As an embodiment of invention, the second part is positioned above the exhaust system comprising another outlet or opening located away from the first outlet or opening. The said second opening of said second part connected to air flow guides/vents. Thus the hot air generated by exhaust system is guided through the second opening and air flow guides/vents away from the vehicle through and not allowing hot air to move towards wall of engine compartment.
Preferably the second opening of the second part is provided at its upper surface and its inner wall surface makes a suitable draft angle with the corresponding outer wall of the exhaust system to facilitate the flow of hot air towards the opening. This arrangement is advantageous to improve the efficiency of heat dissipation when the engine is not in running condition (i.e. radiator fan is in OFF condition)
The arrangement of first and second parts of the heat management system prevents dissipation of air and associated heat throughout the engine compartment and particularly the walls of the engine compartment. It may be appreciated that heat may still be transferred from the heat or thermal management system through conduction and radiation. The first and, more particularly, the second part of the heat or thermal management system may therefore be configured as a heat shield using effective materials or other design criteria for this purpose. It is particularly desirable for the second part of heat or thermal management system to be configured as a heat shield which would desirably cover substantially the entire length and width of the exhaust system.

——

> EXERCISE TASK 1
Render this sentence from the passage on the engine heat management system into Spanish: "It may be appreciated that heat may still be transferred from the heat or thermal management system through conduction and radiation."
> EXERCISE TASK 2
Carry the passage on the engine heat management system forward, writing what comes after its final sentence.

Location labeling records
——

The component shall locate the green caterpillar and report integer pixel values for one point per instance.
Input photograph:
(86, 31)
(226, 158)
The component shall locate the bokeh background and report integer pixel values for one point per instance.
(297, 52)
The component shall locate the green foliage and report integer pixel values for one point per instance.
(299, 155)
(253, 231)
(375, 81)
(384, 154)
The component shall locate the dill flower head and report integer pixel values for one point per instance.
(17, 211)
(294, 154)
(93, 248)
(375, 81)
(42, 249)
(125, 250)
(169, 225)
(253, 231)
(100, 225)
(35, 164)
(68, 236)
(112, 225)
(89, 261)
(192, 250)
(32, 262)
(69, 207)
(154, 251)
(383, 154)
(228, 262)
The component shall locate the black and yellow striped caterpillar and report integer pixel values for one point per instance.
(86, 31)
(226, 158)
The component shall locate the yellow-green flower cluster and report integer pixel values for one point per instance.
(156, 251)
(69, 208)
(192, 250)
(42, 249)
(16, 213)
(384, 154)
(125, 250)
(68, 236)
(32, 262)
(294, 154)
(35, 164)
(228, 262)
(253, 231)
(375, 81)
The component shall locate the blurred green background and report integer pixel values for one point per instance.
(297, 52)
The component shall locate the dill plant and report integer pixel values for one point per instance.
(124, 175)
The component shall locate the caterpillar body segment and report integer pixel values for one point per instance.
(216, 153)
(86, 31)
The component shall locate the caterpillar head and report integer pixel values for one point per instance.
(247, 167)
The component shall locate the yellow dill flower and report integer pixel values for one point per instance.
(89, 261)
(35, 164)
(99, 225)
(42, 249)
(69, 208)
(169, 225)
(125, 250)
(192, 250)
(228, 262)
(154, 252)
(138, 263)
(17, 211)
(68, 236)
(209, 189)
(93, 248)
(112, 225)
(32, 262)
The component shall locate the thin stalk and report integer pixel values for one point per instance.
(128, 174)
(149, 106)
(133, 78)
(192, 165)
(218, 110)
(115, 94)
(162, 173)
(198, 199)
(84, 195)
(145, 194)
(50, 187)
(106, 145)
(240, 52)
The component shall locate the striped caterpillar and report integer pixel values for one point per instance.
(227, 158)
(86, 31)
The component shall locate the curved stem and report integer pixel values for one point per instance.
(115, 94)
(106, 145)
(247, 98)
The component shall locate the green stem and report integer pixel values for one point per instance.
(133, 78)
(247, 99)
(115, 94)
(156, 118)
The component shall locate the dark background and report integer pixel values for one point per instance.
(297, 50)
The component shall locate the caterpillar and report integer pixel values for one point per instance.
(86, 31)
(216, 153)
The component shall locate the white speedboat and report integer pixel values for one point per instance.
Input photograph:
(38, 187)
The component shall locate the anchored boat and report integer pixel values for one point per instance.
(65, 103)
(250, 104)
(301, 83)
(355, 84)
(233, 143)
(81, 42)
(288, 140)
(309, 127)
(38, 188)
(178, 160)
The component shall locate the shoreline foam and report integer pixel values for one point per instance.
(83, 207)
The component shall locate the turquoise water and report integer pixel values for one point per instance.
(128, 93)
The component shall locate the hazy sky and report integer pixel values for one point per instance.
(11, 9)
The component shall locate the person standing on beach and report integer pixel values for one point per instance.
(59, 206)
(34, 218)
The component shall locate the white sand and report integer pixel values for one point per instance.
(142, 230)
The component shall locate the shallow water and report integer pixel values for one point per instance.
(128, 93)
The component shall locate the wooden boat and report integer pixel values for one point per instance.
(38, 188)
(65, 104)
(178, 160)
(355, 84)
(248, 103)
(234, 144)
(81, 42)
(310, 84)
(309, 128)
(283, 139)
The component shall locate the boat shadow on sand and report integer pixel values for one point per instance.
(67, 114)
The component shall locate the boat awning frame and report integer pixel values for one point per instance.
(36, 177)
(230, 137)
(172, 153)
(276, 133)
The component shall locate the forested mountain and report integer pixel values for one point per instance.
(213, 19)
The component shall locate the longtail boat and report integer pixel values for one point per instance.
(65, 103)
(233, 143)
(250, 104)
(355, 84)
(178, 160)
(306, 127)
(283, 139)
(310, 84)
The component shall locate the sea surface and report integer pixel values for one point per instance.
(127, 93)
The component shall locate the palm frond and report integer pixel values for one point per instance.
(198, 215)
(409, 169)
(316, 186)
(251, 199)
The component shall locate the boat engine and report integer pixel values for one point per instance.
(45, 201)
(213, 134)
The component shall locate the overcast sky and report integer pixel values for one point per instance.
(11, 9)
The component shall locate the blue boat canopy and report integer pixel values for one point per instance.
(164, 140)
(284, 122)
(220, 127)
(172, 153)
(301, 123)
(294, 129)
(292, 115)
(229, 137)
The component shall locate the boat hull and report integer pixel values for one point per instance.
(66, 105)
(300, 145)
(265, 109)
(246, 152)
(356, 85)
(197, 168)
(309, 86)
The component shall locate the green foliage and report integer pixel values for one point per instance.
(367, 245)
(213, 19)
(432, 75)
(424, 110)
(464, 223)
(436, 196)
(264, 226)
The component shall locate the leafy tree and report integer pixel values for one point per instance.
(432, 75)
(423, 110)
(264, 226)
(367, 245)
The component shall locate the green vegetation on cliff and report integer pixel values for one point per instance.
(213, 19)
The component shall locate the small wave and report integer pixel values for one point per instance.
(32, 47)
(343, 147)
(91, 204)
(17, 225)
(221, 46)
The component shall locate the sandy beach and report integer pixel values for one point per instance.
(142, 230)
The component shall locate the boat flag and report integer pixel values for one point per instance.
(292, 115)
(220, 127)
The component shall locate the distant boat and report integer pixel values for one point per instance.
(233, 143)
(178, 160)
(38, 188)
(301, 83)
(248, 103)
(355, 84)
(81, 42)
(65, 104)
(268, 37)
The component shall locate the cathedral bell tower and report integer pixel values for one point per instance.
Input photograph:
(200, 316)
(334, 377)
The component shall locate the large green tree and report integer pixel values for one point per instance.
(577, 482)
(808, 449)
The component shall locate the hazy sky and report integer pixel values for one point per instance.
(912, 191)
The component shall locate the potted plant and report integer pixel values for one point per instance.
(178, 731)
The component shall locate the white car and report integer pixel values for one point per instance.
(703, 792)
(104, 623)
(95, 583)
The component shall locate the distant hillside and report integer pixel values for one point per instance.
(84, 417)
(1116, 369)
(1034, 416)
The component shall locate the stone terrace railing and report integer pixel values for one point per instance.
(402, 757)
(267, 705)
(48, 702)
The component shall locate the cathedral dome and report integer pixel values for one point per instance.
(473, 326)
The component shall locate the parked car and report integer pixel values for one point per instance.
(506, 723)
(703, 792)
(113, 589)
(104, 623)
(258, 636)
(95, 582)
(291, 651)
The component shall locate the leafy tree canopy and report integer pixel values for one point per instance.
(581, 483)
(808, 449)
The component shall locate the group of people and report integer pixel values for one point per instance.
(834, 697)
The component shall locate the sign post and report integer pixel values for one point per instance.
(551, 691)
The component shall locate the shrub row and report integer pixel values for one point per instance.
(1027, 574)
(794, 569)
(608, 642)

——

> OUTPUT 1
Puede apreciarse que el calor aún puede transferirse desde el sistema de gestión del calor o gestión térmica por conducción y radiación.

> OUTPUT 2
The heat or thermal management system helps to restrict heat transfer throughout the engine compartment and beyond whether or not the engine is running, at least because of the heat shielding benefits of the second part even when the engine is not running. Further advantage is gained for compact layout vehicles if the cooling fan is mounted on the engine crankshaft. This avoids an electric fan requirement of having separate motor and mounting arrangements. The fan may be connected/disconnectable to crank shaft through an electromagnetic clutch mechanism.
The heat management system is particularly well suited to compact layout vehicles having three or four wheels. Such vehicles may conveniently be provided with rear mounted engine having radiator and cooling fan in side by side configuration rather than front to back configuration as with conventional vehicles. One such compact lay out is disclosed in Applicant’s co-pending application no. 19/CHE/2012.

BRIEF DESCRIPTION OF THE DRAWINGS:
PART NUMBER PART NAME
1. VEHICLE
2. ENGINE
2a CRANKSHAFT
3. EXHAUST SYSTEM
3a HOT SURFACES
4. RADIATOR
5. COOLING FAN
6. PASSENGER/DRIVER COMPARTMENT
7. LUGGAGE COMPARTMENT
10. HEAT MANAGEMENT SYSTEM
11. FIRST PART OF COOLING SYSTEM
12. SECOND PART OF COOLING SYSTEM
12 a,12b OPENINGS
12c INNER WALL SURFACE
13. CONNECTING PART
14. OUTLET DUCT
15. LOWER PORTION
18. REAR ACCESS WINDOW/VENT(S)
20. ENGINE COMPARTMENT
21a, 21 b BAFFLES
21c AIR VENT
22 REAR DOOR
23 ENGINE COMPARTMENT WALLS
25 HEATED ZONE
30 DUCT/PLENUM

Figure 1 shows a compact layout vehicle having a heat management system in accordance with one embodiment of the present invention.
Figure 2 is a schematic plan view of the compact layout vehicle shown in Figure 1.
Figure 3 is detailed schematic view showing a vehicle engine compartment and heat management system in accordance with the first embodiment of the present invention.
Figures 3a, 3b, 3c, 3d and 3e are various schematic views of fan and shroud in accordance with the first embodiment of the present invention. Figures 4a and 4b are respectively schematic side and plan views of the cooling system of the heat management system of the first embodiment of the invention.
Figures 5a and 5b are comparative schematic views showing movement of heated air around the engine compartment and around the engine when no heat management system is employed.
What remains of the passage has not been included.